(WHAT YOU SHOULD DO) Select every line below that contains the word "bowl" and copy each of those lines.

====== SUPPLIED RECORDS

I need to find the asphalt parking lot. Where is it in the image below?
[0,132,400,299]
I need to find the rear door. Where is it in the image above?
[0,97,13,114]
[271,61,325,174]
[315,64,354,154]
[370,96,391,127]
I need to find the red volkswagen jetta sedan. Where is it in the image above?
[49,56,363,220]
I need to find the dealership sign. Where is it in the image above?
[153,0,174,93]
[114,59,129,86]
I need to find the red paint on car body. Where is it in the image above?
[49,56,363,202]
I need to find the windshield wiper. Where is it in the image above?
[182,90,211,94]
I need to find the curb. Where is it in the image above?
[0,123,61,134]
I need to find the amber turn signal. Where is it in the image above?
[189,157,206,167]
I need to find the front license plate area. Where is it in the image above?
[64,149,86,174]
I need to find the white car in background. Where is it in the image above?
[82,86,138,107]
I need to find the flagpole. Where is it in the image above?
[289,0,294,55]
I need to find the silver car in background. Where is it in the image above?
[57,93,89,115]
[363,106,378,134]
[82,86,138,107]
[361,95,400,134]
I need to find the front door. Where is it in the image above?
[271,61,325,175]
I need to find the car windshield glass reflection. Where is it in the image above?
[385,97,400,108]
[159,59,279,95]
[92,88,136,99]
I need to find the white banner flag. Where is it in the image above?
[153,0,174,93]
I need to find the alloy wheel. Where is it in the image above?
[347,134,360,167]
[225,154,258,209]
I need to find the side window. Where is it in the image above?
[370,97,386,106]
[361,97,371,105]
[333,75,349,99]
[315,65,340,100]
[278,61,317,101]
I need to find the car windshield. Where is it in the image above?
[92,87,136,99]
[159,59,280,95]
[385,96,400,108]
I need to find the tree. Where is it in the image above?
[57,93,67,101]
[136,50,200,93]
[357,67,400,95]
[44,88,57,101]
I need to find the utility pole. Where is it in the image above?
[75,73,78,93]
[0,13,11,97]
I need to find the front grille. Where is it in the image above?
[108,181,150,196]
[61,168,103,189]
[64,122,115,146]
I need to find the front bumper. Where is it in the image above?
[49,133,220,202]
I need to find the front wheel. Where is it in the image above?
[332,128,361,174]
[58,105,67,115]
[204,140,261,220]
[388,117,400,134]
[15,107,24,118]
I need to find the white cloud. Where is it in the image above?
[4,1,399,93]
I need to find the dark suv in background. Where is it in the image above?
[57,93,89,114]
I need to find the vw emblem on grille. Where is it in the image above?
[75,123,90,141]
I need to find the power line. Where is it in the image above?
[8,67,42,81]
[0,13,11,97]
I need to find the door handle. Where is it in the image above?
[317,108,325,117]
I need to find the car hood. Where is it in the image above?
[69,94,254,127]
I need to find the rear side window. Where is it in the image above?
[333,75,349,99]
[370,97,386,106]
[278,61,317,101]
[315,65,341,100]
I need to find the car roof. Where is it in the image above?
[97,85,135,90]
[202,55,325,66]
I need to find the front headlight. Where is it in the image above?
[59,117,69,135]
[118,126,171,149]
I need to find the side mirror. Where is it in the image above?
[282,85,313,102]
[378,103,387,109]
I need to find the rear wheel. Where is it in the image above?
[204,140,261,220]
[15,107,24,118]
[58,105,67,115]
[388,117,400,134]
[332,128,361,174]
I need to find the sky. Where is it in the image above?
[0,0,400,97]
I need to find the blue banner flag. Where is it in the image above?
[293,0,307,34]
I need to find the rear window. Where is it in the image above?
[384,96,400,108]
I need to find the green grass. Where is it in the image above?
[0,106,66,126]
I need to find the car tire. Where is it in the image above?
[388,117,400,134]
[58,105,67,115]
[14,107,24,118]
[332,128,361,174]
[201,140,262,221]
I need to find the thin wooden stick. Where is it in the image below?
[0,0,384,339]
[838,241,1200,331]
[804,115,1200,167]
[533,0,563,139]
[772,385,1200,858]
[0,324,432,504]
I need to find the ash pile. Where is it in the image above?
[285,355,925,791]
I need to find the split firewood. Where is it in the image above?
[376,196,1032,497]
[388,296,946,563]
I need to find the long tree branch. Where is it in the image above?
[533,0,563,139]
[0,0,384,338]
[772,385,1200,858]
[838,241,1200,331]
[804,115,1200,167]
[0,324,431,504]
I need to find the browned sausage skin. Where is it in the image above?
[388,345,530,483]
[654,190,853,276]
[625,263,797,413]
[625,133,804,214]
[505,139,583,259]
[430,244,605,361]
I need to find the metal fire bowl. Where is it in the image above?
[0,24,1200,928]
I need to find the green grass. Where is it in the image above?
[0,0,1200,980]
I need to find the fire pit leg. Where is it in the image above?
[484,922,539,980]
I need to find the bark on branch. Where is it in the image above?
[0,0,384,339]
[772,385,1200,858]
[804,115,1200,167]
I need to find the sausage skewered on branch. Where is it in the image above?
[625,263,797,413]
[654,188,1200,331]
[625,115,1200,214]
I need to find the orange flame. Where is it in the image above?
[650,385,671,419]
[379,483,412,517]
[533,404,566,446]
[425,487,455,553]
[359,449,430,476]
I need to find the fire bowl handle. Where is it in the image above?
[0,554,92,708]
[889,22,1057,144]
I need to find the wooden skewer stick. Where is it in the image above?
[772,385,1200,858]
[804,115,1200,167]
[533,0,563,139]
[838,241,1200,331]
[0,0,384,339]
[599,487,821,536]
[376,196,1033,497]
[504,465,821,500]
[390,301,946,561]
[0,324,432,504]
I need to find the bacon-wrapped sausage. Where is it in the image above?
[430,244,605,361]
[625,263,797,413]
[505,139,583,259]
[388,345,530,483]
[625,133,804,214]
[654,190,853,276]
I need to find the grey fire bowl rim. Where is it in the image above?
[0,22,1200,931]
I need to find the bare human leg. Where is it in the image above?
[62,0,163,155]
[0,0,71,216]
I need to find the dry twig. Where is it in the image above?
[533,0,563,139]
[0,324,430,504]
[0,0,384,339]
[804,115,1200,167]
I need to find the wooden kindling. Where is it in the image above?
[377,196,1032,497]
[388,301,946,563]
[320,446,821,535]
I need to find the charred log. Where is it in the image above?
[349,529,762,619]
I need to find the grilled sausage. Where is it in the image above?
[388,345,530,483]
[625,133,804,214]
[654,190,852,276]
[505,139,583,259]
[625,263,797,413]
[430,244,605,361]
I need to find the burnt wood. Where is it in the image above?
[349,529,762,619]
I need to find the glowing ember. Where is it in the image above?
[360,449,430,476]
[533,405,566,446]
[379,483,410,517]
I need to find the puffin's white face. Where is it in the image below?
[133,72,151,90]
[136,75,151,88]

============

(TASK ANSWER)
I need to find the metal fire bowl. Where is it in the image above?
I need to find the fire bowl handle. Where is it in the image above?
I need to find the grey fire bowl rim. Where is it in the image above?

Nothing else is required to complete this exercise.